PROMPT — Count the lines in the rows below that contain the string "region". Reply with that number alone.

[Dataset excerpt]

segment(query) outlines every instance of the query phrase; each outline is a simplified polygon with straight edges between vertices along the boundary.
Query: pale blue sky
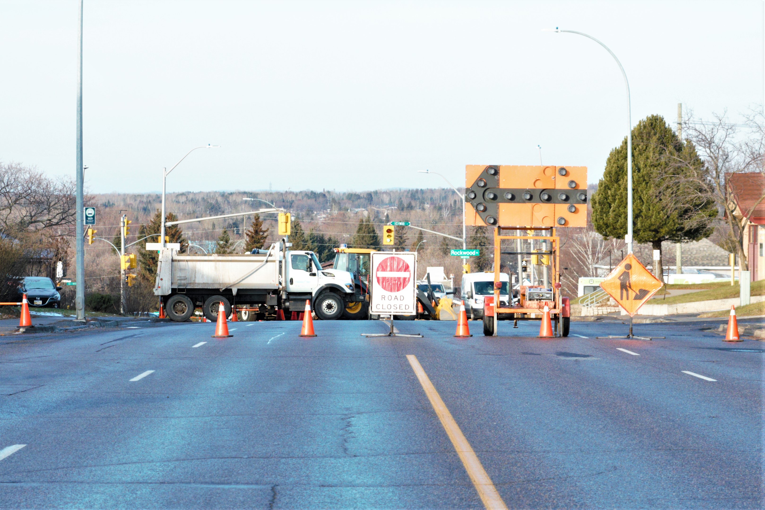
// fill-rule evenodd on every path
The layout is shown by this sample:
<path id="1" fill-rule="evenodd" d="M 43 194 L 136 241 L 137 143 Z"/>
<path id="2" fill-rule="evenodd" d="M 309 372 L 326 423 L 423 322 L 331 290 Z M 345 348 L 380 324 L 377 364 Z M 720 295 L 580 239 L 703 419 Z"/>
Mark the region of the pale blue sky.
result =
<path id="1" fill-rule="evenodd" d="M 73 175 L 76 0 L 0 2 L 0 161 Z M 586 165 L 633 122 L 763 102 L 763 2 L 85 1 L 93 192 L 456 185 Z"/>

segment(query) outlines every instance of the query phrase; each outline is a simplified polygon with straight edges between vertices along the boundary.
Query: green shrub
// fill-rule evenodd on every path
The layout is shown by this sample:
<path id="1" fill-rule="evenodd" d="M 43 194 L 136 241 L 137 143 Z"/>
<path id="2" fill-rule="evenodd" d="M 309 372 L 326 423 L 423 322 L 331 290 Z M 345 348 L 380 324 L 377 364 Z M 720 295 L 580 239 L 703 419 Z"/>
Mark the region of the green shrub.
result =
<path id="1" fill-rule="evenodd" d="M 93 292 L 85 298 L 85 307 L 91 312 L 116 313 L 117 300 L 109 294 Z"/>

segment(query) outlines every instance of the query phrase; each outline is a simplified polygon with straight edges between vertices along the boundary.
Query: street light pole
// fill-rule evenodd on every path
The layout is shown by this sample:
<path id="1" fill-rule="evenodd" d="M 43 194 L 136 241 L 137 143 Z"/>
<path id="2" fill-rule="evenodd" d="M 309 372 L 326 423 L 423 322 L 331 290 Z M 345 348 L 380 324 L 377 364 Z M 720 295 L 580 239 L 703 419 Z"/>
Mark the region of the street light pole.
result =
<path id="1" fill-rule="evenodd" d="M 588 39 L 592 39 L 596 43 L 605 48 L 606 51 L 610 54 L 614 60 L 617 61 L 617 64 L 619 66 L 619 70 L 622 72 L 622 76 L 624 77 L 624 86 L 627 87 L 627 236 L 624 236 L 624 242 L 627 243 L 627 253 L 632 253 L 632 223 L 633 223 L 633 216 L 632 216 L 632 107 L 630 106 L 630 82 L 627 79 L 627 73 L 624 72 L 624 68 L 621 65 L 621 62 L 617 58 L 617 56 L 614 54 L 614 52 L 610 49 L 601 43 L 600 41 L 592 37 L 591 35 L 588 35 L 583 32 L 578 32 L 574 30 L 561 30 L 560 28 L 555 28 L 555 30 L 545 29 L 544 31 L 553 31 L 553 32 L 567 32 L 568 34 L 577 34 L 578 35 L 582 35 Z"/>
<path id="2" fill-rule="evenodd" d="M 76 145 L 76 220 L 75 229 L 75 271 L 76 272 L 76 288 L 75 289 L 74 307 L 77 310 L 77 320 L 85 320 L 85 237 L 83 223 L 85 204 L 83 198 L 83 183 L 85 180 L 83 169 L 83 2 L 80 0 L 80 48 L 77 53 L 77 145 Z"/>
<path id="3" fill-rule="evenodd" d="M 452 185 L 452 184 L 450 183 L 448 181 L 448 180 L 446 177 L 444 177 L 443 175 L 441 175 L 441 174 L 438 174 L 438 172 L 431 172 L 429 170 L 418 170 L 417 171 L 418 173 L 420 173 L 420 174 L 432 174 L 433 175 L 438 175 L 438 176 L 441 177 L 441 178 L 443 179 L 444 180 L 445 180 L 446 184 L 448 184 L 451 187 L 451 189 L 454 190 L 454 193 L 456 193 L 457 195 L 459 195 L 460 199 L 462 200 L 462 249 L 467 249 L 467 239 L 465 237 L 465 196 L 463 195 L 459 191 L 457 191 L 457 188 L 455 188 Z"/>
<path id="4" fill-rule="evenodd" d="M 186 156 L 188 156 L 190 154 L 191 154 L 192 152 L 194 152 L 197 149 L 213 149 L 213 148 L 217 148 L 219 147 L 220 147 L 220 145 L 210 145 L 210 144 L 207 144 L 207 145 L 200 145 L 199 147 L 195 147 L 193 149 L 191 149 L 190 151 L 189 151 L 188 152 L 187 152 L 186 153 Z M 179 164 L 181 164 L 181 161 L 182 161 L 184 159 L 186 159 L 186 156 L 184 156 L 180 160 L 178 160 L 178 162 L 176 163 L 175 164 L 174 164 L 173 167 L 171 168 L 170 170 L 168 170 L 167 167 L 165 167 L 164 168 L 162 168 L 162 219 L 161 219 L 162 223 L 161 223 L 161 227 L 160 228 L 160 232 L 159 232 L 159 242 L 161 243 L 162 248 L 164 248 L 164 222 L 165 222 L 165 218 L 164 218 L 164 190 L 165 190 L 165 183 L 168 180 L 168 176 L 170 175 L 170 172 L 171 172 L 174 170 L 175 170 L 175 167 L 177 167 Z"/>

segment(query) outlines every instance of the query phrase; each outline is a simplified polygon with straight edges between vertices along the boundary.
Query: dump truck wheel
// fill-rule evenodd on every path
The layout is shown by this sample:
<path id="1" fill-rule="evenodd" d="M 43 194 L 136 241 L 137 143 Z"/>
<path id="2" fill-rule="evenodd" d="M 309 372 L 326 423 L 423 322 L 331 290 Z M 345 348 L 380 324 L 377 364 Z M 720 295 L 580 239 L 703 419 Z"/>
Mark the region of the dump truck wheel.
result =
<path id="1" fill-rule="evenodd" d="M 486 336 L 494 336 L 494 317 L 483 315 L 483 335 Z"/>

WRITTEN ANSWER — 4